§ **TASK BRIEF**
Copy the rows from the very start through the line that contains "65], [7, 78]]", changing every "Quickstart" to "Getting Started" and keeping everything else the same. Omit the pictures.

════════════════

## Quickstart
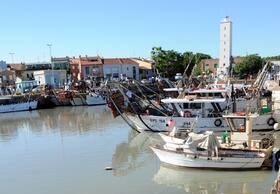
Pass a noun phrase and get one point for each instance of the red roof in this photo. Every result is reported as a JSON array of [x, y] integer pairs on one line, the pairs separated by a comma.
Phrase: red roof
[[118, 61]]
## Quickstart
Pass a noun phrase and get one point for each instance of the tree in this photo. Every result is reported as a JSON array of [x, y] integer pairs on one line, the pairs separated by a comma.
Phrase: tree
[[250, 64], [272, 58], [170, 62]]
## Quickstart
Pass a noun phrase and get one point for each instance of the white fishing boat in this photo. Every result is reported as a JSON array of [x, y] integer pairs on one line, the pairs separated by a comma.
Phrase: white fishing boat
[[207, 110], [94, 99], [206, 151], [78, 100], [8, 104]]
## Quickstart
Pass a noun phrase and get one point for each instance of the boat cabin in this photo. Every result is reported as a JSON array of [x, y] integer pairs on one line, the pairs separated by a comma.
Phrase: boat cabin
[[241, 131]]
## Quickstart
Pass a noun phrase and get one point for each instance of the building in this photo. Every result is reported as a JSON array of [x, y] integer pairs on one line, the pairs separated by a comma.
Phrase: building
[[211, 65], [61, 63], [145, 67], [120, 68], [25, 71], [54, 78], [225, 46], [86, 68], [97, 68], [3, 65], [7, 78]]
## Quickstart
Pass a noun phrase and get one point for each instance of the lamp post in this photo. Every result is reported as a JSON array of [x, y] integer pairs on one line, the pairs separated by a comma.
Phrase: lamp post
[[50, 50], [12, 56]]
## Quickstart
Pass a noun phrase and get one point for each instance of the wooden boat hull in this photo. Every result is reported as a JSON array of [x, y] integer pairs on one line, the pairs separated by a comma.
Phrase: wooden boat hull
[[95, 100], [22, 106], [160, 123]]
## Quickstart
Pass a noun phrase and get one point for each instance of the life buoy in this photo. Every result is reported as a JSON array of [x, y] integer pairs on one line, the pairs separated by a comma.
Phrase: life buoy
[[187, 114], [218, 122], [271, 121]]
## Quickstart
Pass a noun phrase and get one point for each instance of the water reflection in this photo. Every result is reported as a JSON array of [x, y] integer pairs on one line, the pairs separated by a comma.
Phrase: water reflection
[[133, 153], [65, 120], [197, 181]]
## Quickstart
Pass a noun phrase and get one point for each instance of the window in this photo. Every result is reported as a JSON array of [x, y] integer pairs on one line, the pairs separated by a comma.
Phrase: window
[[87, 70]]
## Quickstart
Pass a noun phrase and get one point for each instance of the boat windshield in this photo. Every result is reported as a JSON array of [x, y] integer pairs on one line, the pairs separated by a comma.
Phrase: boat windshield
[[236, 124]]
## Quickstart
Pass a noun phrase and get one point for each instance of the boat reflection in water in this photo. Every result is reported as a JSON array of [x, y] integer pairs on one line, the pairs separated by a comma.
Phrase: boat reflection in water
[[133, 153], [210, 181], [62, 120]]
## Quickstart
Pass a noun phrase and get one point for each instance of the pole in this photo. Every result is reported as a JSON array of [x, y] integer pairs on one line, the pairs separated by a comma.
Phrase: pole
[[12, 56]]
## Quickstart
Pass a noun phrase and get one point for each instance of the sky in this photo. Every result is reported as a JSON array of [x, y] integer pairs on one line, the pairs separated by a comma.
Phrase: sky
[[130, 28]]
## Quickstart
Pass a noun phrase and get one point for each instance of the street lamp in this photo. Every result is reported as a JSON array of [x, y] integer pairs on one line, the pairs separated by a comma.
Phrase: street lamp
[[50, 49], [12, 56]]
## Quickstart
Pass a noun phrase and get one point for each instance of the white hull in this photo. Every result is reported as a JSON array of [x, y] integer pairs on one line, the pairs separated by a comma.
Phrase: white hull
[[186, 160], [78, 101], [160, 123], [23, 106], [95, 100]]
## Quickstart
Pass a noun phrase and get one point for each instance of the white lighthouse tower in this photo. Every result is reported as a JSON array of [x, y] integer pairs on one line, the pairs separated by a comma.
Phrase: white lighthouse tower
[[225, 47]]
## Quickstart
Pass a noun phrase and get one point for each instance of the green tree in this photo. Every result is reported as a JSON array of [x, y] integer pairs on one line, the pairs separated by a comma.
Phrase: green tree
[[250, 64], [272, 58]]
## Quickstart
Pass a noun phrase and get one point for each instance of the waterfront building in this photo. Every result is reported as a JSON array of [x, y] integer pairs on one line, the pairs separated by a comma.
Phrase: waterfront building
[[120, 68], [26, 86], [211, 65], [7, 78], [86, 68], [145, 67], [61, 63], [3, 65], [54, 78], [225, 55], [275, 70]]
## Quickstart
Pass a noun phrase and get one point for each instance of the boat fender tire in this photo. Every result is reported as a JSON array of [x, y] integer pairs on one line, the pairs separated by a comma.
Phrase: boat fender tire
[[271, 121], [218, 122]]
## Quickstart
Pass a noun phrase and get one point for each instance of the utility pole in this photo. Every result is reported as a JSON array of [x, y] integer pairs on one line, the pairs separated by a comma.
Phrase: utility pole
[[12, 56], [50, 50]]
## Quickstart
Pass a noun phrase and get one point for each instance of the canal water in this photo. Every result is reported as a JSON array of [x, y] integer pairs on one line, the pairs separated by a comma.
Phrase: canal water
[[66, 150]]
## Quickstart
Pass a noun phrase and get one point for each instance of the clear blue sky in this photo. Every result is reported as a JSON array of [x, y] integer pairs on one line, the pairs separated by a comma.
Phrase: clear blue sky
[[130, 28]]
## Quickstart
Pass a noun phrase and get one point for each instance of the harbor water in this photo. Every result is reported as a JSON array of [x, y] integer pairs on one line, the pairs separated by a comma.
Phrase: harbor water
[[67, 149]]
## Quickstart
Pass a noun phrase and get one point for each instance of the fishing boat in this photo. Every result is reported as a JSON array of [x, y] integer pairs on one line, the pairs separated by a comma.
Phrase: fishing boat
[[237, 151], [207, 105], [15, 104], [94, 99], [78, 99]]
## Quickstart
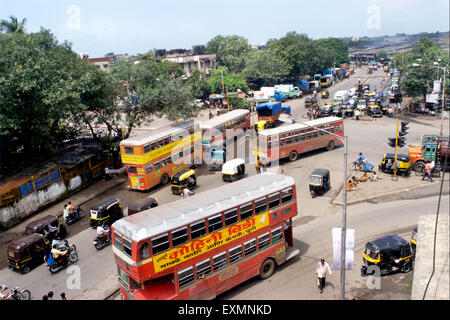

════════════════

§ **REPLY**
## Getting Started
Pass a noun phrase and get one point for each instance of the red roof in this photo. Every result is reported as a JSON array of [x, y] integer pairs on one line, the pairs separated by a comma.
Phrase: red roof
[[118, 61]]
## Getting Started
Pass a noun phrase and get one point for each instance of the tree in this photo. Every result is reported as a JSON array of [x, y] integer pairs on one line, the pairs separated by a comma.
Phrase: tree
[[250, 64], [272, 58], [170, 62]]
## Getting Started
Pass a noun phrase and get one point for each instance of the white fishing boat in this photo. Every result is reported as a JSON array of [x, y] integer pairs on one line, the pairs separated by a comma.
Phrase: white fishing boat
[[207, 110], [94, 99], [206, 151], [78, 100], [8, 104]]
## Getting Started
Pass a noun phrase and get one point for each instance of the boat cabin in this photo. Every result is reported as a JSON array of [x, y] integer pairs on one line, the pairs separated by a comma.
Phrase: boat cabin
[[241, 131]]
## Getting Started
Pass a noun phrase and get one point for each instance of the building in this photo. Every result is reported as a JSON array of [x, y] integer pairs on one line, the pairs separated by a comma.
Phrase: building
[[211, 65], [61, 63], [145, 67], [120, 68], [25, 71], [54, 78], [225, 46], [86, 68], [97, 68], [3, 65], [7, 78]]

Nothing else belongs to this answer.